▶ _EXCERPTED PASSAGE_:

------------------------------------------------

2020: The Year of Disruption

Helping students recover emotionally and academically in 2021.

Posted Dec 28, 2020

Before the pandemic, there was a mental-emotional health crisis in elementary schools across the United States, with growing numbers of depression and anxiety, but during and after COVID-19, we may have a generation of students with PTSD-like symptoms. They may be nervous, emotionally reactive and have jarring memories from 2020, whether it’s living with the extreme discomfort of their parents as front-line workers, or even worse, losing family or friends to this illness. This past year will likely produce some psychological scarring that needs to be mended.

Think of the ACES – Adverse Childhood Experiences Study, which identified adverse impacts in childhood with the high likelihood of problems later in life (CDC). It is likely that many children from this generation can point to at least one type of ACE from the pandemic of 2020, which may be losing someone, living with the fear of a family member or parent getting sick, not being able to access online schooling, and even experiencing food insecurity due to the financial losses. Things haven’t been easy.

2021: The Focus on Emotional Health

Schools in the eastern part of the United States have returned to in-person or hybrid schooling sooner, which begins to get children back on a schedule. This is good news, but every school – elementary, middle, or high school — needs to focus on student wellbeing. We all have collectively experienced stress in 2020 and some families to a life-changing and extremely painful degree. It is my opinion that like math and English, emotional health needs to be taught in every classroom, especially post-pandemic.

Students need to learn the how of creating positive emotional health. They need guidance on how to go from struggling to flourishing, especially in today’s world. Of course, I wrote a book for parents and teachers, but students need the “how to” of emotions — what to do with them, and especially how to have a wider perspective about 2020, while focusing on building their resilience (the upside of this challenge potentially). In the meantime, three things you can do today include:

1. Connect – Talk to your children or students about the experience of living through 2020 and passing through difficulties. I didn’t say put up a tent in the difficulty and stay there, but focus on moving through this experience and learning as much as possible. When I speak to students, I am constantly in awe of their perspective, whether it’s the challenge of online learning, failing a class, not seeing their friends, recovering from COVID, or being concerned about the health of others.

2. Outlets – Provide children with outlets to express their emotions, whether it’s drawing with good old-fashioned pencils and paper or building LEGO masterpieces. The goal is to have every child have a healthy outlet, which can be physical, like jumping on a trampoline; creative, like sewing their own clothes; or mental, like reading. Of course, the aim is to balance screen-time with screenless time so their nervous systems can relax. (As an aside, when they’re on screens, have them use anti-blue light glasses, which limit the negative effects of screen-time according to research).

------------------------------------------------

▶ _RECORDED DATA_:

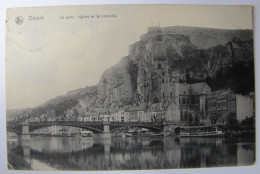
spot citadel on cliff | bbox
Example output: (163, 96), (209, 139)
(9, 26), (254, 129)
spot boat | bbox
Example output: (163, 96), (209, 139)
(180, 125), (224, 137)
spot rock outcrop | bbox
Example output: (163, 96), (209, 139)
(6, 27), (253, 116)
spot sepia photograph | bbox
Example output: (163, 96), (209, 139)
(3, 4), (256, 171)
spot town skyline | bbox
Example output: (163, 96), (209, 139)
(6, 6), (252, 110)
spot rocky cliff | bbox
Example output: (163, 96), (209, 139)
(6, 27), (254, 119)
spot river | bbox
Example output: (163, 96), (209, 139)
(8, 136), (255, 170)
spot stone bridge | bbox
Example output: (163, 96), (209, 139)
(7, 121), (187, 139)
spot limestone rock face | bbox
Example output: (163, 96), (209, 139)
(7, 27), (253, 119)
(97, 57), (133, 111)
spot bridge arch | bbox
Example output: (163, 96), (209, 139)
(29, 122), (103, 133)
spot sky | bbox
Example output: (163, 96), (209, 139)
(6, 5), (252, 109)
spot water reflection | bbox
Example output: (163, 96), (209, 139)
(9, 136), (255, 170)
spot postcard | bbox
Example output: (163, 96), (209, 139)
(5, 5), (256, 171)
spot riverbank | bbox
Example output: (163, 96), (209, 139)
(8, 149), (31, 170)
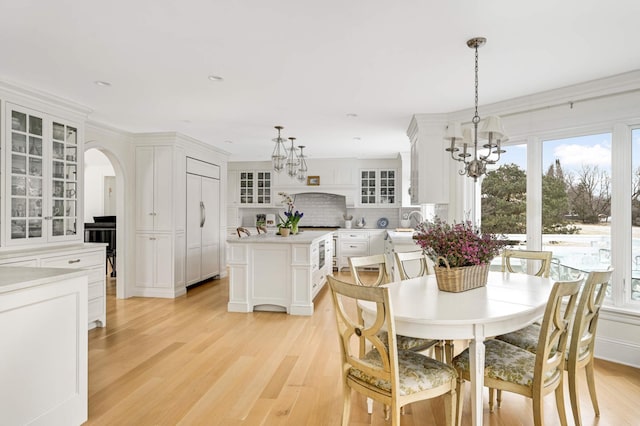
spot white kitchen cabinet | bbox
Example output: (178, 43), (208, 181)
(227, 231), (333, 315)
(0, 266), (88, 425)
(0, 243), (107, 329)
(236, 170), (273, 206)
(131, 139), (187, 298)
(136, 233), (174, 297)
(136, 146), (174, 231)
(186, 158), (220, 285)
(357, 169), (400, 207)
(4, 103), (83, 246)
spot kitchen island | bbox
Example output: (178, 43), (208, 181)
(227, 231), (333, 315)
(0, 266), (88, 425)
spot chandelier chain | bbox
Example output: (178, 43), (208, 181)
(473, 44), (480, 127)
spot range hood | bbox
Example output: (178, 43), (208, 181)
(273, 185), (357, 207)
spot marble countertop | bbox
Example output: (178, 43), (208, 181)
(0, 242), (107, 259)
(0, 266), (89, 294)
(387, 230), (415, 244)
(227, 231), (333, 244)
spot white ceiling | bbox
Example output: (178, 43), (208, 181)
(0, 0), (640, 160)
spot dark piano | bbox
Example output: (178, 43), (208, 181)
(84, 216), (116, 277)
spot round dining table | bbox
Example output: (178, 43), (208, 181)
(359, 272), (553, 426)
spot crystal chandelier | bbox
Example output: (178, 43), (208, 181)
(287, 138), (300, 178)
(271, 126), (308, 182)
(445, 37), (508, 182)
(296, 145), (308, 182)
(271, 126), (287, 173)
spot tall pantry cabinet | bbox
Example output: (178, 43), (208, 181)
(132, 133), (227, 298)
(133, 141), (185, 298)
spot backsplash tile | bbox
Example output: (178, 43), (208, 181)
(240, 193), (403, 229)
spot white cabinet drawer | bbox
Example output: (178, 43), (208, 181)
(340, 241), (369, 256)
(338, 231), (369, 241)
(87, 298), (104, 327)
(40, 251), (105, 269)
(87, 281), (104, 302)
(87, 266), (107, 285)
(0, 259), (38, 266)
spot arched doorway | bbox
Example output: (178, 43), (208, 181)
(84, 145), (128, 299)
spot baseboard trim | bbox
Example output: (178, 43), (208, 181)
(594, 337), (640, 368)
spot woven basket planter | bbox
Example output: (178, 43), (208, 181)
(434, 256), (489, 293)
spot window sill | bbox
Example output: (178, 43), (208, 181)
(600, 306), (640, 326)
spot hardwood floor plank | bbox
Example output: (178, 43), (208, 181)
(87, 273), (640, 426)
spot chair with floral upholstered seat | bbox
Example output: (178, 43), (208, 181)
(453, 279), (582, 426)
(394, 250), (453, 363)
(497, 270), (613, 426)
(502, 249), (553, 278)
(327, 276), (457, 426)
(349, 254), (442, 354)
(393, 250), (433, 280)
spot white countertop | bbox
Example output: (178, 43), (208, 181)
(0, 243), (108, 259)
(387, 230), (416, 245)
(0, 266), (89, 294)
(227, 231), (333, 244)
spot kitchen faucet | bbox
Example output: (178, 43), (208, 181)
(407, 210), (424, 226)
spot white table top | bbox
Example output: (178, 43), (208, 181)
(361, 272), (553, 339)
(359, 272), (553, 425)
(227, 230), (332, 244)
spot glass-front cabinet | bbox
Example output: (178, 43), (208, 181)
(358, 169), (397, 207)
(5, 104), (81, 245)
(238, 171), (271, 205)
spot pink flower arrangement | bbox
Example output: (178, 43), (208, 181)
(414, 219), (507, 268)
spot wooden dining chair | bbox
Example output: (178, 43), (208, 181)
(349, 254), (442, 354)
(497, 270), (613, 426)
(453, 279), (582, 426)
(327, 275), (457, 426)
(502, 249), (553, 278)
(348, 254), (391, 286)
(236, 226), (251, 238)
(394, 250), (454, 363)
(393, 250), (434, 280)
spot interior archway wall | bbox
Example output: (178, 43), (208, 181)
(83, 123), (135, 300)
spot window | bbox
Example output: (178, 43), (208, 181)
(541, 133), (612, 280)
(481, 145), (527, 236)
(630, 129), (640, 301)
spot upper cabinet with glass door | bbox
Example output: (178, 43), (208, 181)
(358, 169), (398, 207)
(238, 170), (272, 206)
(4, 104), (82, 245)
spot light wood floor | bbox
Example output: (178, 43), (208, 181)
(87, 273), (640, 426)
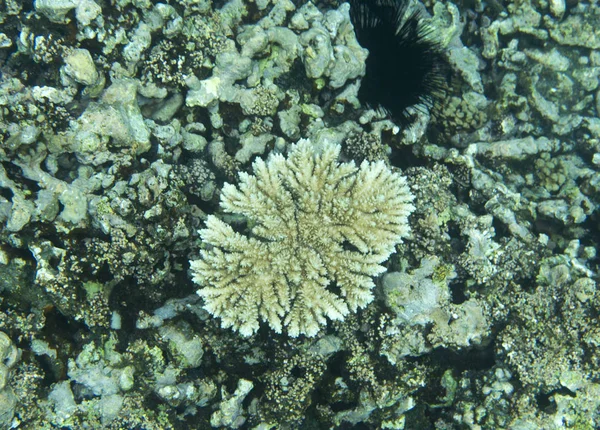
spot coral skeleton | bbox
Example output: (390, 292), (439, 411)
(191, 140), (414, 337)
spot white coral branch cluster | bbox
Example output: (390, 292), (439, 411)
(191, 140), (414, 337)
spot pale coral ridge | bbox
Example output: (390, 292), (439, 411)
(191, 140), (414, 337)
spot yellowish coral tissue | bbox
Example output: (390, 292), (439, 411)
(191, 140), (414, 337)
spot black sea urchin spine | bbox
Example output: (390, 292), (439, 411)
(349, 0), (448, 126)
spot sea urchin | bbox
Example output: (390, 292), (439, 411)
(349, 0), (448, 126)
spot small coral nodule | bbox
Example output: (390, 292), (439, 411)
(191, 140), (414, 337)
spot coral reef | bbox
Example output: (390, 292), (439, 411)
(0, 0), (600, 430)
(191, 140), (414, 337)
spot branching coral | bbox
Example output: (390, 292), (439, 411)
(191, 140), (414, 337)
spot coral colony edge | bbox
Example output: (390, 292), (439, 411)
(0, 0), (600, 430)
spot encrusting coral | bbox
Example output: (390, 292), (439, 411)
(191, 140), (414, 337)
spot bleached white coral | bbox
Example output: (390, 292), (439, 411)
(191, 140), (414, 337)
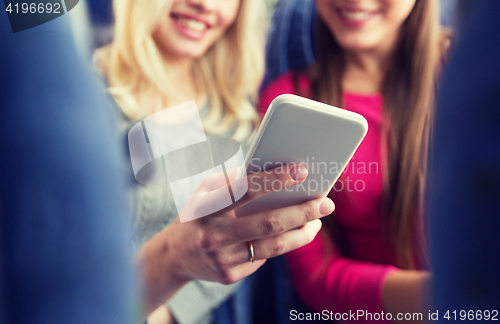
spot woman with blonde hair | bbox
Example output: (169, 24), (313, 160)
(95, 0), (333, 323)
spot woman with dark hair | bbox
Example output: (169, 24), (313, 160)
(261, 0), (449, 321)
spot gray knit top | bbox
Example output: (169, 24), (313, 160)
(115, 103), (254, 324)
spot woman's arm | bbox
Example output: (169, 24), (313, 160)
(383, 270), (431, 323)
(286, 235), (398, 321)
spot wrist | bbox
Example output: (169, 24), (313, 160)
(135, 226), (190, 315)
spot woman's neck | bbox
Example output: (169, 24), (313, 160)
(342, 40), (394, 94)
(164, 53), (199, 106)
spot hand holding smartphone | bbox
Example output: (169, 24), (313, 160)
(238, 94), (368, 216)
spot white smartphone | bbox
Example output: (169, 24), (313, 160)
(237, 94), (368, 216)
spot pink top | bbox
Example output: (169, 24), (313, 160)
(260, 73), (397, 323)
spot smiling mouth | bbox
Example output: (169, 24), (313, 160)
(337, 9), (375, 22)
(171, 14), (210, 32)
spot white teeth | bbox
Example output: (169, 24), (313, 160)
(177, 18), (207, 32)
(341, 11), (370, 21)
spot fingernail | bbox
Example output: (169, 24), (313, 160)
(288, 164), (307, 182)
(319, 198), (335, 216)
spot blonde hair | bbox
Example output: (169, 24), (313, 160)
(95, 0), (267, 139)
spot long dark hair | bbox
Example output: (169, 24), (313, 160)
(308, 0), (449, 269)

------------------------------------------------

▶ _EXERCISE SET_:
- A) Answer these questions about the piece on students' emotional recovery after 2020:
(i) What does ACES stand for?
(ii) In which part of the United States have schools returned to in-person or hybrid schooling sooner?
(iii) What example is given of a physical outlet for children?
- B) Give again the part of the piece on students' emotional recovery that opens with the words containing "Think of the" and closes with "haven’t been easy.", swapping "pandemic" for "outbreak".
The lines placed after the text are separate material.

▶ _TASK-BY-TASK OUTPUTS_:
- A)
(i) Adverse Childhood Experiences Study
(ii) The eastern part
(iii) Jumping on a trampoline

- B)
Think of the ACES – Adverse Childhood Experiences Study, which identified adverse impacts in childhood with the high likelihood of problems later in life (CDC). It is likely that many children from this generation can point to at least one type of ACE from the outbreak of 2020, which may be losing someone, living with the fear of a family member or parent getting sick, not being able to access online schooling, and even experiencing food insecurity due to the financial losses. Things haven’t been easy.